— begin Record excerpts —

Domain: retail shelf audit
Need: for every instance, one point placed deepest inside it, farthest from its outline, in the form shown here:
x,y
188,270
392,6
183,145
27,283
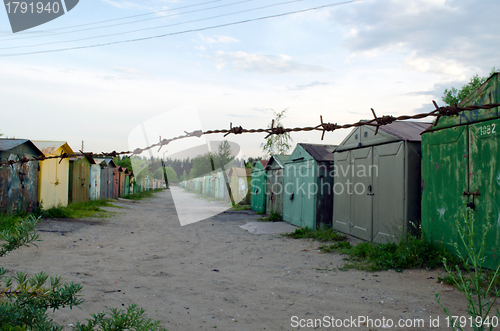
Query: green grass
x,y
240,207
407,254
275,216
8,222
88,209
142,195
321,234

— end Record excerpts —

* Task to complete:
Please write out the rows again, swapping "green grass" for "lawn" and leaving everything else unchanged. Omit the pictures from your answer.

* Solution to this task:
Domain: retail shelf audit
Need: for every instance, one point placed deepest inside it, farthest from its outline, in the form shown here:
x,y
188,270
392,6
183,145
27,283
Query: lawn
x,y
240,207
407,254
275,216
8,222
88,209
142,195
321,234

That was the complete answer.